Oklahoma Drops National Common Core Tests

Published July 17, 2013

Oklahoma students will not participate in national tests corresponding to Common Core K-12 standards. State Superintendent Janet Barresi cited high costs, technological unpreparedness, and parent and teacher concerns over the testing length as her reasons.

In 2010, 45 states agreed to trade their standards for Common Core. The next step is developing tests that track whether students are meeting the standards.

Two groups are designing two different sets of standardized exams to replace state tests in 2014-2015: the Partnership Assessment of Readiness for College and Careers (PARCC) and Smarter Balanced (SBAC). Twenty-one and 24 states will administer each test, respectively. Oklahoma will remain a PARCC member state to retain a connection to its “knowledge base,” but it will not administer the tests, said Tricia Pemberton, an Oklahoma Department of Education spokeswoman.

Alabama and Utah have also recently dropped national Common Core tests.

Cost, Control Issues
Nonparticipating states may believe their standards are higher than the Common Core, or worry the federal government is becoming too involved in education, said Andy Smarick, a partner at the nonprofit consulting firm Bellwether Education. “States have always done their own tests, and have always had control at the local level. Some people equate national to federal,” he said.

The U.S. Department of Education tied grant money to Common Core and the assessments, and awarded the two testing consortia $330 billion.

Technology and costs are a major concern, as PARCC requires states to administer all its tests online. Oklahoma was one of at least five states that experienced widespread computer crashes this spring when students attempted to take the test online. This invalidated thousands of test results. Only 28 percent of Oklahoma school districts have the infrastructure necessary for PARCC exams, Pemberton said.

National Standards
Common Core marks the first time multiple states have the same standards and tests, with the exception of a few New England states. National tests are necessary, Smarick says, because the current system of federal mandates encourages states to lower their standards in order to look better.

---+---

The tasks |
(1) In the article on Oklahoma dropping the Common Core tests, what share of Oklahoma school districts have the infrastructure needed for PARCC exams?
(2) Reproduce the part of the Oklahoma Common Core article starting at "In 2010, 45" and ending at "of Education spokeswoman.".
(3) Carry on the article about Oklahoma dropping the national Common Core tests, picking up after its last sentence.

---+---

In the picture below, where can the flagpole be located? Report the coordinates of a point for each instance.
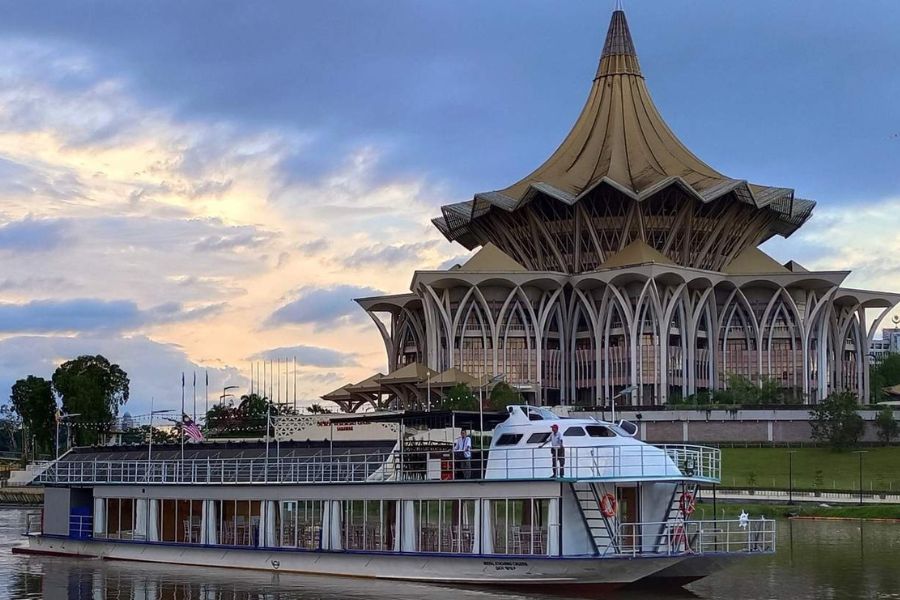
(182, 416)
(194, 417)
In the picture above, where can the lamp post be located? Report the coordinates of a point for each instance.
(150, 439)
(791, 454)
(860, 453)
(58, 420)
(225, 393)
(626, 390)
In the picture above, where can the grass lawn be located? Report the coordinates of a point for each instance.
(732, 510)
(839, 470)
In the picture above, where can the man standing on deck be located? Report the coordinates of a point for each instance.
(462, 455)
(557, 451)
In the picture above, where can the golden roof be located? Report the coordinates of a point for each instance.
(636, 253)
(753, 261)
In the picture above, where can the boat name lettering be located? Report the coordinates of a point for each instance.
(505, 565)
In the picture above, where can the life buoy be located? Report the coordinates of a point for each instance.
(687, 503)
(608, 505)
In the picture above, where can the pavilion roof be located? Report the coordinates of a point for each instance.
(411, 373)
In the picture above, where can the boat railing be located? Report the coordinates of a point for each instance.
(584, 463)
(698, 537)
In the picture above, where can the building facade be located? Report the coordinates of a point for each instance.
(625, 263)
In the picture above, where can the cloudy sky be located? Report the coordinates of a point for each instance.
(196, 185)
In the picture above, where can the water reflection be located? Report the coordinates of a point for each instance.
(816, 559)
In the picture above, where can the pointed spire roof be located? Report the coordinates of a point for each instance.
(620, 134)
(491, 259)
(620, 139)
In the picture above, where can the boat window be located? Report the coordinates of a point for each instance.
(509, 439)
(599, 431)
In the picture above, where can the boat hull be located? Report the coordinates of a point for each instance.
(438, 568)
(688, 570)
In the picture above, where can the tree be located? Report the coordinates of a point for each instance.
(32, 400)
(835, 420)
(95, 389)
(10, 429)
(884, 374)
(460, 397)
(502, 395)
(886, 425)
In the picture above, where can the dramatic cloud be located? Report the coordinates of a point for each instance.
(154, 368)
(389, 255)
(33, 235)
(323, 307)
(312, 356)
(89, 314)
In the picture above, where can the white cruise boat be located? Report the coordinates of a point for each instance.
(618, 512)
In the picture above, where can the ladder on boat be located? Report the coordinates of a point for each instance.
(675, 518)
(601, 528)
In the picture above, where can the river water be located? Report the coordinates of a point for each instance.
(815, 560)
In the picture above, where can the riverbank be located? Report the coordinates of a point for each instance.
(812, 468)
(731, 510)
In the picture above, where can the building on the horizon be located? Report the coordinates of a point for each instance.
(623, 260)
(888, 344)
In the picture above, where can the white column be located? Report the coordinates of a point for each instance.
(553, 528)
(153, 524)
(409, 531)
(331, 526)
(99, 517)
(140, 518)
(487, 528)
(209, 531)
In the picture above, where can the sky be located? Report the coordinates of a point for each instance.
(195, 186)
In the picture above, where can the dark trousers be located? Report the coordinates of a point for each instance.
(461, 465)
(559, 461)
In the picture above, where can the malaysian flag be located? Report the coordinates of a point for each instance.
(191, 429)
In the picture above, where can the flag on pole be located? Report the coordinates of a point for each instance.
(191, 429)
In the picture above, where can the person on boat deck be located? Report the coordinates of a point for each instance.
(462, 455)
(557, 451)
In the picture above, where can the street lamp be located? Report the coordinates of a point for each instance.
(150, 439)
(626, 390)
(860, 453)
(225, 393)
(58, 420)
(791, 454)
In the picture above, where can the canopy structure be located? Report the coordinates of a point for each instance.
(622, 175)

---+---

Outputs in order |
(1) 28 percent

(2)
In 2010, 45 states agreed to trade their standards for Common Core. The next step is developing tests that track whether students are meeting the standards.

Two groups are designing two different sets of standardized exams to replace state tests in 2014-2015: the Partnership Assessment of Readiness for College and Careers (PARCC) and Smarter Balanced (SBAC). Twenty-one and 24 states will administer each test, respectively. Oklahoma will remain a PARCC member state to retain a connection to its “knowledge base,” but it will not administer the tests, said Tricia Pemberton, an Oklahoma Department of Education spokeswoman.

(3)
“States are used to reaching for the bottom, testing for the lower third. If a state has lower scores than a neighboring state, they can make their tests easier,” he said. Multiple standards and tests make it very difficult to compare one state to another, he said, so offering the same test with “proficient and advanced questions” is essential “for true comparability.” The more states that participate, the better the data, he said.

However, a well-respected way to judge states and school districts using the exact same nationwide measure already exists, said University of Arkansas professor Jay Greene in a public speech the same week. It’s called the National Assessment of Educational Progress. Greene said calls for national standards and tests foolishly assume there is only one way to educate all children and we know what it is.

Show Me the Money
Barresi said writing Oklahoma’s tests in-house, with its existing test development company, can save taxpayers $2 million each year. This would duplicate federal funds already spent on PARCC, said Ron Dietel, assistant director of research and communications at the National Center for Research on Evaluation, Standards & Student Testing (CRESST). The two consortia have spent four years developing their tests, and now Oklahoma only has one year to do so, he said.

Delaying tests because of technical difficulties  makes no sense because schools will need to update their technology to at least that level soon, Dietel said. “That’s the future. It’s like Edison and the light bulb.”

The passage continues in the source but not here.